> _TRABAJO PEDIDO_
(a) Pasa al inglés esta oración del texto sobre Calder y Dufy: "Calder es norteamericano de nación, mas su arte se inscribe con claro derecho en la línea avanzada de la escultura europea."
(b) Sigue escribiendo el texto sobre Calder y Dufy a partir de donde termina.

> _TEXTO PARA LEER_
════════════════
El gran premio de escultura (también para extranjeros) recayó en Alexander Calder, audaz invencionero, de quien tanto puede elogiarse el talento creador como el humor depurado y vario. Calder es norteamericano de nación, mas su arte se inscribe con claro derecho en la línea avanzada de la escultura europea. Los móviles de Calder abrieron a la escultura vías luego ensanchadas por artistas como nuestro Ángel Ferrant, uno de los hombres más cercanos, espiritualmente, a la gran personalidad del americano.

Soslayaremos la cuestión de si los premios fueron atribuidos con justicia. Calder es, desde luego, uno de los representantes más autorizados de la escultura actual; uno de aquellos hombres que, no contentándose con repetir lo ya hecho, se aventuraron a intentar la creación de realidades plásticas en consonancia con el estado de espíritu predominante en nuestro tiempo. Dufy es pintor agradable, fino y espiritual; su delicadeza de pincel y un peculiar esprit muy francés impregnan sus cuadros de seducción y gracia. ¿Gran pintura? Yo diría que no. No como en Matisse, vencedor en 1950, ni como en Braque o Rouault, mejores cartas para ganar una partida lealmente jugada.
════════════════
> _EXTRACTO DE DATOS_
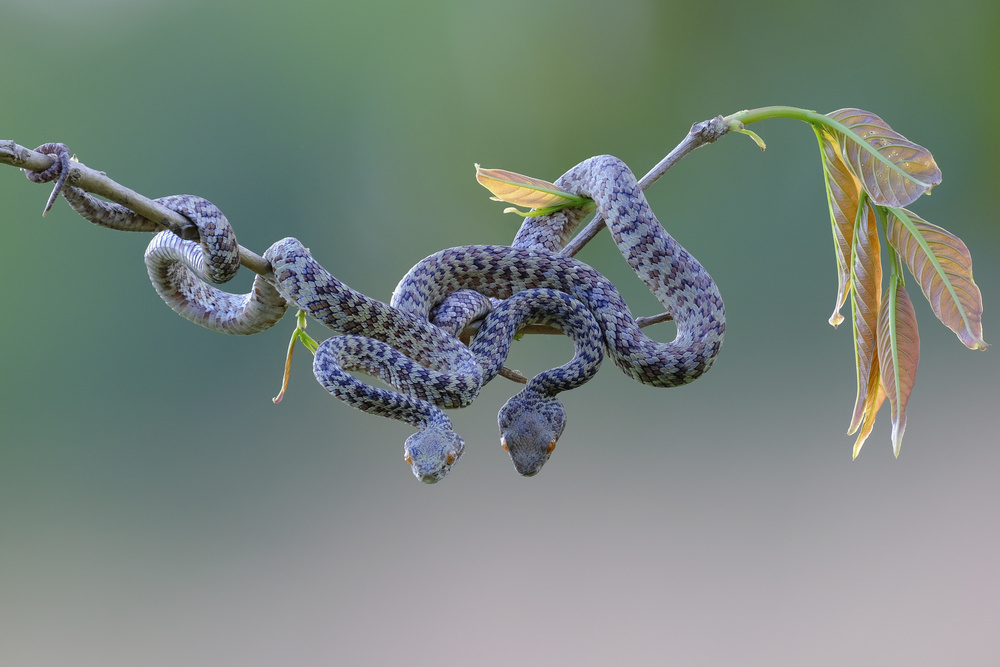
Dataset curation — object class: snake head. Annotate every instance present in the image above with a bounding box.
════════════════
> _RESPUESTAS POR TAREA_
(a) Calder is American by nationality, yet his art rightfully and clearly belongs to the advanced line of European sculpture.

(b)
Mas nuestro lema, en la presente circunstancia, no consiste en analizar la decisión del Jurado, sino en plantear la cuestión de la participación española.

Este año se trabajó con más inteligencia, ponderación y cordura   —92→   que en el 50. La sustitución de Pérez Comendador por Lafuente Ferrari es un acierto, y no solamente por la mayor capacidad selectiva y comprensiva del segundo, sino por su aptitud para situarse en la realidad del arte universal, no coincidente con las realidades del arte «español», según se le entiende y practica en ciertos círculos académicos de este país.

El problema es fácil de plantear: ¿para qué vamos a Venecia? Seguramente para dar testimonio de la pujanza de nuestro arte. A conseguir un reconocimiento, una fe de vida y de presencia en las inquietudes de la plástica actual. Si tales inquietudes no transparecen, es lícito pensar que nuestros artistas se hallan fuera del tiempo presente, desconectados de las preocupaciones que dan fisonomía a la época.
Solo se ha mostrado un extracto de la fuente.